WHAT THE TASK REQUIRES.
Write out the listing again with every "target phrase" switched to "search term". Leave everything else unchanged.

╭─ SUPPLIED MATERIAL

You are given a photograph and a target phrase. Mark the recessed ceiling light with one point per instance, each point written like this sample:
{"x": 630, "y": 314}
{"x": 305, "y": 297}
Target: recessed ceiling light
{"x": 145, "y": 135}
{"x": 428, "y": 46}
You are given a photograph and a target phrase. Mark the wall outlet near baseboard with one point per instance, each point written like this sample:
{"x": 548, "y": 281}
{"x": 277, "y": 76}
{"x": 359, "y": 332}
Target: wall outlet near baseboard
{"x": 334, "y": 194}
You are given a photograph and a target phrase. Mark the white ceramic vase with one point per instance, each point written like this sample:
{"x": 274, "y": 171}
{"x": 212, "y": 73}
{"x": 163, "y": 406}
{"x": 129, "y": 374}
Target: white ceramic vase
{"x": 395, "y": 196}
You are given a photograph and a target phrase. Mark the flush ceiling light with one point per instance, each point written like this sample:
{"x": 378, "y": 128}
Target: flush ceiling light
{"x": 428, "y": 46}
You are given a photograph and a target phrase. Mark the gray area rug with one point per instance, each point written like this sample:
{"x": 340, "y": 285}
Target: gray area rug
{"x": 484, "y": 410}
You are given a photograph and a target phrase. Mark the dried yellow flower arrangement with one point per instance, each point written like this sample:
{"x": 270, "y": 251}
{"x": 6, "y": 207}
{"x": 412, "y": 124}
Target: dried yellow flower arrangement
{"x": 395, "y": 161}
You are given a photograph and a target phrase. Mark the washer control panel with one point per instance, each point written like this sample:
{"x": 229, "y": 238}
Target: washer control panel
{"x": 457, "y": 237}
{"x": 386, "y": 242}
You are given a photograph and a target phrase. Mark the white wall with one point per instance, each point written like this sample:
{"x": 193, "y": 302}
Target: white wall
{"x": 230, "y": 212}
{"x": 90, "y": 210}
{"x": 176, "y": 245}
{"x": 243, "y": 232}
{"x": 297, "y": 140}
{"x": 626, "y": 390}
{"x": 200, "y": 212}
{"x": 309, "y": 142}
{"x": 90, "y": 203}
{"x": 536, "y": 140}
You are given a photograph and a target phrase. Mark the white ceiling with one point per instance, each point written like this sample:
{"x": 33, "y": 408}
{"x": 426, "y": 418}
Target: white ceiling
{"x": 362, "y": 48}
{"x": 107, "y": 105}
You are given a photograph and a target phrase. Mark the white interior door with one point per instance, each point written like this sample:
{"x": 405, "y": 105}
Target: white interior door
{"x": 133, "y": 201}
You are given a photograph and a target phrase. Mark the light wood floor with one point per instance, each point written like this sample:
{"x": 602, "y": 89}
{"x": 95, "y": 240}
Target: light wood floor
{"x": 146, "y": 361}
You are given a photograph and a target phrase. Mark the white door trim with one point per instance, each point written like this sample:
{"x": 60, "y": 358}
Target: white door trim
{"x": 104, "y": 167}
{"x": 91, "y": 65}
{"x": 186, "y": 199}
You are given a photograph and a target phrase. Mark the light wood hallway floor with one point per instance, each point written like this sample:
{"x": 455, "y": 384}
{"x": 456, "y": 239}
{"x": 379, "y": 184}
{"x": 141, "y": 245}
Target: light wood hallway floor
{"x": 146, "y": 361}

╰─

PROBLEM SOLUTION.
You are given a photograph and a search term. Mark the recessed ceiling light with one point per instance, each point written like this sample:
{"x": 630, "y": 314}
{"x": 305, "y": 297}
Target: recessed ceiling light
{"x": 145, "y": 135}
{"x": 428, "y": 46}
You are given a photograph and a search term. Mark the wall outlet near baseboard with one point per instance, each point written like this sample:
{"x": 548, "y": 281}
{"x": 277, "y": 76}
{"x": 359, "y": 332}
Target: wall outlet near baseboard
{"x": 334, "y": 194}
You are given a photograph and a search term. Mark the white ceramic vase with one point per instance, each point written like this sample:
{"x": 274, "y": 171}
{"x": 212, "y": 73}
{"x": 163, "y": 406}
{"x": 129, "y": 374}
Target: white ceramic vase
{"x": 395, "y": 196}
You are given a photograph and a search term. Mark the flush ceiling light with one point per instance, each point written like this sample:
{"x": 378, "y": 128}
Target: flush ceiling light
{"x": 428, "y": 46}
You are given a photograph and a search term. Mark the gray area rug with one point per instance, each point written like this sample:
{"x": 340, "y": 285}
Target: gray area rug
{"x": 484, "y": 410}
You are given a photograph and a search term. Mark the dried yellow flower arrangement with one point per instance, each point written like this sample:
{"x": 270, "y": 251}
{"x": 6, "y": 207}
{"x": 412, "y": 124}
Target: dried yellow flower arrangement
{"x": 395, "y": 161}
You are given a photograph and a search term. Mark the washer control panel with one point per instance, each point written like this sample:
{"x": 229, "y": 238}
Target: washer control panel
{"x": 457, "y": 237}
{"x": 386, "y": 242}
You are given a photograph and a search term. Mark the white wall with one point per instance, each point written like this sample:
{"x": 193, "y": 302}
Target: white wall
{"x": 230, "y": 212}
{"x": 90, "y": 210}
{"x": 176, "y": 245}
{"x": 243, "y": 232}
{"x": 297, "y": 140}
{"x": 626, "y": 390}
{"x": 200, "y": 212}
{"x": 309, "y": 142}
{"x": 90, "y": 203}
{"x": 536, "y": 140}
You are given a photograph and a search term. Mark the white ceiling with one point per instance, each point written like this sample:
{"x": 33, "y": 408}
{"x": 426, "y": 418}
Target: white ceiling
{"x": 362, "y": 48}
{"x": 107, "y": 105}
You are given a photograph and a search term. Mark the white interior door with one point per instance, each point written like this sample:
{"x": 405, "y": 105}
Target: white interior door
{"x": 133, "y": 201}
You are given a photograph and a search term. Mark the light wood floor with one point per instance, each point written like this sample:
{"x": 602, "y": 89}
{"x": 95, "y": 240}
Target: light wood floor
{"x": 146, "y": 361}
You are given a photograph and a search term. Mark the white door trim with one point per instance, each point written like this sample:
{"x": 60, "y": 358}
Target: white door trim
{"x": 104, "y": 167}
{"x": 91, "y": 65}
{"x": 186, "y": 199}
You are given a photograph and a search term. Mark the light wood hallway floor with one point per instance, each point written like this sample:
{"x": 455, "y": 384}
{"x": 456, "y": 239}
{"x": 379, "y": 184}
{"x": 141, "y": 245}
Target: light wood hallway floor
{"x": 146, "y": 361}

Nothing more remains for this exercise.